Reading text |
On Thursday evening, it felt like the world exhaled. After nearly four months of war, oil shocks, and a global shipping crisis, Donald Trump put pen to paper at the Palace of Versailles. In the hope for US-Iran peace talks, he signed a 14-point Memorandum of Understanding with Iran. Markets rallied. Oil fell. People started talking about petrol prices dropping. And then Friday arrived.
Thursday: The Hope
The day after Trump and Iranian President Masoud Pezeshkian agreed on the memorandum, the 14-point agreement obligated both sides to maintain the ceasefire, including in Lebanon, and to reopening the strategically positioned Strait of Hormuz. The deal set up a 60-day period for negotiating a permanent settlement.
The man who brokered the talks, Pakistan’s Prime Minister Shehbaz Sharif, called it a historic agreement signed at the highest level of both governments. Furthermore, Qatar, Saudi Arabia, Türkiye, Egypt and Pakistan all claimed responsibility. For one night, the diplomatic math seemed to work.
Instantly, follow-up talks scheduled. The venue was the Burgenstock Resort in Stansstad, Switzerland. JD Vance was set to lead the US delegation. The Iranian team was also expected on the ground Friday morning.
Friday: The Floor Falls Out
However, they never made it in. Switzerland’s Foreign Ministry confirmed that US-Iran peace talks scheduled at Burgenstock would not proceed as planned. The White House said JD Vance was no longer traveling to Switzerland, citing unresolved logistical issues.
“The plans for the upcoming technical talks have not been finalized, and the US delegation has been prepared to depart at the first available opportunity,” a White House spokesperson said.
The reason was Lebanon. On the same night the MOU was signed, Israel continued its attacks on Lebanon unabated, killing dozens of people in recent days. Iran’s side viewed the cessation of hostilities in Lebanon as a red line and a core clause of the agreement.
Mohammad Mokhber, an adviser to Iran’s supreme leader Ayatollah Mojtaba Khamenei, accused the US on X of failing to implement clause one of the 14-point deal, which stipulates an immediate end to military operations on all fronts, including Lebanon.

Instruction 1 | Can you format the lines in the rows below, between the line holding "building in the photo above." and the line holding "x=576, y=951", inclusive, as a Markdown table with the columns Number and Content, leaving out any blank lines?

Data to use |
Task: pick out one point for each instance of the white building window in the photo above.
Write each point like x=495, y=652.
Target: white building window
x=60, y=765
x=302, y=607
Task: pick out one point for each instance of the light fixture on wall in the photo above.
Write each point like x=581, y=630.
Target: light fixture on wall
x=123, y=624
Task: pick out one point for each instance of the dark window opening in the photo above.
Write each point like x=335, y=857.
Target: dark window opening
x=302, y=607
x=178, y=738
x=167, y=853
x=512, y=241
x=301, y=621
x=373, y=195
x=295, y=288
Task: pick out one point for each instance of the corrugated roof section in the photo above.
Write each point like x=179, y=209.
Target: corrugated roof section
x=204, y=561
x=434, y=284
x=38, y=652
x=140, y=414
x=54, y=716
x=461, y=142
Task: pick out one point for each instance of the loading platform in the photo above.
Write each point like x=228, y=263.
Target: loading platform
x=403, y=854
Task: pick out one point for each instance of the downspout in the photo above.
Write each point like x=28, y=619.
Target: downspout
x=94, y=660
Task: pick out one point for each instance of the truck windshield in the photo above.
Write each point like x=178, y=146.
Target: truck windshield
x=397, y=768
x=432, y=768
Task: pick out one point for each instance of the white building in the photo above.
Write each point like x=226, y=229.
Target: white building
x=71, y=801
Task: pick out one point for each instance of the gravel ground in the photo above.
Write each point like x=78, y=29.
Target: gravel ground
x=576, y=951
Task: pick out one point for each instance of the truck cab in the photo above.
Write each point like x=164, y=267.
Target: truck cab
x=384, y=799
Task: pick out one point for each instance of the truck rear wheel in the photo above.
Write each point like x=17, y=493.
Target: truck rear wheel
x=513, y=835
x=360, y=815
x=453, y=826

Instruction 2 | Will you retype the passage of the article on the US-Iran peace talks between "Mohammad Mokhber, an" and "fronts, including Lebanon.", inclusive?

Worked solution 1 |
| Number | Content |
|---|---|
| 1 | Task: pick out one point for each instance of the white building in the photo above. |
| 2 | Write each point like x=226, y=229. |
| 3 | Target: white building |
| 4 | x=71, y=801 |
| 5 | Task: pick out one point for each instance of the gravel ground in the photo above. |
| 6 | Write each point like x=78, y=29. |
| 7 | Target: gravel ground |
| 8 | x=576, y=951 |

Worked solution 2 |
Mohammad Mokhber, an adviser to Iran’s supreme leader Ayatollah Mojtaba Khamenei, accused the US on X of failing to implement clause one of the 14-point deal, which stipulates an immediate end to military operations on all fronts, including Lebanon.